Aim of the task: Locate every line in the items below that contains the word "negative" and copy each of those lines.

Records supplied:
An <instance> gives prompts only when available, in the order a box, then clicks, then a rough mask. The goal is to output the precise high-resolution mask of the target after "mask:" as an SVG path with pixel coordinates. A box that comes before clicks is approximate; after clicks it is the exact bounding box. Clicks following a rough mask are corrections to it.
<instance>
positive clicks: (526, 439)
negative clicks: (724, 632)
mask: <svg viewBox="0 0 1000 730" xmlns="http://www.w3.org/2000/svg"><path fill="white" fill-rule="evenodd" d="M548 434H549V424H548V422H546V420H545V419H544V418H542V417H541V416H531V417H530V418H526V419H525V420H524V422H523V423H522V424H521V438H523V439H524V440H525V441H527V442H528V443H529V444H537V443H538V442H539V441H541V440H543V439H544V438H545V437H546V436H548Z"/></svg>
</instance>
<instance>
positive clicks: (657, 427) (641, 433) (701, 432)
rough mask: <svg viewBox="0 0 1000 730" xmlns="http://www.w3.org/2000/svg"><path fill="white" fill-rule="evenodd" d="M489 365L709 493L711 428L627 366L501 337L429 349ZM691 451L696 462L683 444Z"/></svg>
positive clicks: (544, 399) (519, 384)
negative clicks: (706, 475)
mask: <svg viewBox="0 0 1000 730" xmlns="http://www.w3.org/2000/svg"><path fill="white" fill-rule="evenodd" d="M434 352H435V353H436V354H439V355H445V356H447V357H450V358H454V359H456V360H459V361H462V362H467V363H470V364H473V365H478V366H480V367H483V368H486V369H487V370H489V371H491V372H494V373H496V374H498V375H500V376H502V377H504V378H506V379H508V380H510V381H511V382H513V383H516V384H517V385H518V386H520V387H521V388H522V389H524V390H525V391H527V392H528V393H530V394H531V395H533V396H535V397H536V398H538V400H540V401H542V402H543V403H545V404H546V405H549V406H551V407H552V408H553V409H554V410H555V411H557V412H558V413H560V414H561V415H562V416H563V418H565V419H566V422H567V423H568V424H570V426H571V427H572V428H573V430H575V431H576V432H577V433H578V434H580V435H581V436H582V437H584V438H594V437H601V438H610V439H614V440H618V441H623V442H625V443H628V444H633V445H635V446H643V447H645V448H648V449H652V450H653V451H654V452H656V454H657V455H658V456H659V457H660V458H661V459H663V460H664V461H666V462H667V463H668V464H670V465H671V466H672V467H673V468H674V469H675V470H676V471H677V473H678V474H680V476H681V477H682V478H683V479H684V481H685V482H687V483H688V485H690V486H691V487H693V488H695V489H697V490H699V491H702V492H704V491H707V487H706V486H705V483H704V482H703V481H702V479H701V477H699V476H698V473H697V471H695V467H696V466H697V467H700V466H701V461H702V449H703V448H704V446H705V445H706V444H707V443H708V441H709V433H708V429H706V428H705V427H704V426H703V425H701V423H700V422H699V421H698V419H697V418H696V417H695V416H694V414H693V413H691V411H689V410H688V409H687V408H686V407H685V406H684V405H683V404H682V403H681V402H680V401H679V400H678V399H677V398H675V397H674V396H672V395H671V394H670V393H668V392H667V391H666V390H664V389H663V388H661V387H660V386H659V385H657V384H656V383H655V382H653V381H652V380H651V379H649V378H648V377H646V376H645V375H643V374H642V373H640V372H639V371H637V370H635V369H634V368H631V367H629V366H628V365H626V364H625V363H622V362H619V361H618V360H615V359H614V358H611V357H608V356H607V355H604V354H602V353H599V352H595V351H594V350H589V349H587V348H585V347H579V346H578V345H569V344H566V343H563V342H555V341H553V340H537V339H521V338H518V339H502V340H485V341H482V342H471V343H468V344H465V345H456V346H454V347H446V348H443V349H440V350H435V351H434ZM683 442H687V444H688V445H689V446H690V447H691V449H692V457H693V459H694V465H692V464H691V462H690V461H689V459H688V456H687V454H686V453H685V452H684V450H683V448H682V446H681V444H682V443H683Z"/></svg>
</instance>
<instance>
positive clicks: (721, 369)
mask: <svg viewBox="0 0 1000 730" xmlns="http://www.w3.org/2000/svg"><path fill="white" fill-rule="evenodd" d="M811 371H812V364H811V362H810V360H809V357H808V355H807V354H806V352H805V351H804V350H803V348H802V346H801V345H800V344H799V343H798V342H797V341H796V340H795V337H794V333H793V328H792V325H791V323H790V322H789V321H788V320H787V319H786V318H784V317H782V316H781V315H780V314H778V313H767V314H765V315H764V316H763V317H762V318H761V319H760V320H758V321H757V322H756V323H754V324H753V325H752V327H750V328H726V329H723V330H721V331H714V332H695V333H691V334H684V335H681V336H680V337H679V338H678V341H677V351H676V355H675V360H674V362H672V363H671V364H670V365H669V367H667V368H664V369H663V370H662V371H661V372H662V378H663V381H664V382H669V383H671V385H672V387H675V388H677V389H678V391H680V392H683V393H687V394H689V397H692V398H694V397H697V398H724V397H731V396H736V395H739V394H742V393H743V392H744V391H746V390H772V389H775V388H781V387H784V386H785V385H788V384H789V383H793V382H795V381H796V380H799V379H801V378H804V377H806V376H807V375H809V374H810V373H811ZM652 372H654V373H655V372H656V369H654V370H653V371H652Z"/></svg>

Task solution:
negative clicks: (724, 632)
negative clicks: (706, 475)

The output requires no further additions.